## begin

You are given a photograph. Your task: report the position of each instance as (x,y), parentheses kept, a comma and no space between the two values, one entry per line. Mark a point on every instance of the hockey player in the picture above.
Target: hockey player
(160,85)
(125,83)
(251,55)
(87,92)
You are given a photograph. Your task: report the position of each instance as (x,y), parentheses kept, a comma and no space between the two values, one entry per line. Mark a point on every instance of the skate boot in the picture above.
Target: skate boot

## end
## begin

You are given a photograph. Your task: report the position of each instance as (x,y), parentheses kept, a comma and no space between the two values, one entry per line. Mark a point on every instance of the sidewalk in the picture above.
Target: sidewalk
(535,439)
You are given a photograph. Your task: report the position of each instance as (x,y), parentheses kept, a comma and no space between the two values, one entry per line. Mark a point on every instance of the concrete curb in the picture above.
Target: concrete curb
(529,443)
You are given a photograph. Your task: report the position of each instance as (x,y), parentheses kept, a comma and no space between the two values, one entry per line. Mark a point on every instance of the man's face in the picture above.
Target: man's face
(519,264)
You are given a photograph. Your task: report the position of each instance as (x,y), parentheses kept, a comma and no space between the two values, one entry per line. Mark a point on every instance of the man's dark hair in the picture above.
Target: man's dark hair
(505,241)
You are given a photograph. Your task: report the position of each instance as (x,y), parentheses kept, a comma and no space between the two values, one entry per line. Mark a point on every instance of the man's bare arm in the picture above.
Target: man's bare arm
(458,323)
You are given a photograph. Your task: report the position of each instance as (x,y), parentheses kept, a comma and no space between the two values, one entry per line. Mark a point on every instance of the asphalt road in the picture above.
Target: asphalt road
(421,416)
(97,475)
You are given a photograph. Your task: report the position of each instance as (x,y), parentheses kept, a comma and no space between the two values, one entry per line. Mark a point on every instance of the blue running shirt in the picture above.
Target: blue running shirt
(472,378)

## end

* **Stated task**: Reproduce, unchanged, the lines from the one containing "player in the picture above." up to and including the one containing "Target: skate boot".

* **Exercise answer**:
You are given a photograph. Your task: report the position of each instance as (x,y), parentheses kept, a comma and no space between the two values, one entry per line. Mark a point on every instance of the hockey player in the picture above.
Target: hockey player
(160,85)
(125,83)
(251,55)
(87,92)
You are given a photograph. Your task: report the position of each instance as (x,y), parentheses kept, a comma and no space between the two values, one entry per line. Mark a point on every instance of the skate boot in the picture above.
Target: skate boot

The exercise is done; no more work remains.